■ 作業の指示:
新作FPS「Pariah」を紹介する記事を、最後の文のあとから書き継いでください。

■ 本文の抜粋:

◆ ◆ ◆ ◆ ◆

[E3 2004#032]手堅いFPSを制作してきた開発チームの独自プロジェクト「Pariah」 - 2004/05/15 01:03

 ここ数年にかけて,Epic Games社の弟分として「Unreal」「Unreal Tournament」の開発に大きく関与してきたDigital Extremes社は,もはや今年で創立10年を記念するベテランの開発チームだ。
 ほぼ最初から最後までを自分達で作り上げた「Unreal Tournament 2004」は,人気の出なかった本家「UnrealII」に替わる看板ソフトとして現在も多くのファンを獲得している。それで自信をつけたのか,3Dアクションゲームを手がけるようになって以来,初めての独自のストーリーやアートを使った最新FPS「Pariah」を開発中だ。
 発売元は新参のGroove Games社で,2005年初頭にはリリースされる見込みだという。

◆ ◆ ◆ ◆ ◆

■ 表示中の項目:
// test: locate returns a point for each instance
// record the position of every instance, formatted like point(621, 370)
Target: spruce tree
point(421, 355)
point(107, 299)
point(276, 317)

◆ ◆ ◆ ◆ ◆

■ 作業の結果:
 このPariahは,太陽系が植民地化された近未来が舞台で,ジャック・メイソンという名の若い医師がプレイヤーの役どころとなる。生きる意味と目的を失い,酒と麻薬に溺れるだけの毎日を送っていた彼は,乗船していた宇宙船が産業廃棄物で汚染されたため,星全体が巨大な監獄となっていた地球に墜落する。
 もう一人の生き残りで,"サブジェクトB"とだけ呼ばれる病人と共に脱出を図る……というストーリーとなる。面白いのは,落ちぶれた医者だけに,ゲーム開始しばらくは武器の扱いも満足にいかないという設定だ。こうやって,プレイヤーはゲームのイロハを学んでいくことになる。

 Unrealシリーズではないとはいえ,PariahはUnreal Tournament 2004と同じゲームエンジンで制作されており,Shader Model 2.0を利用した美しい爆発やテクスチャ効果が満喫できる。グラフィックスの質感は,デモを行っていた開発者の話によると,デザイナーが意図的に独特な作風に仕上げているというだけあり,水面や壁の光沢がツルツルしたような見た目で統一されている。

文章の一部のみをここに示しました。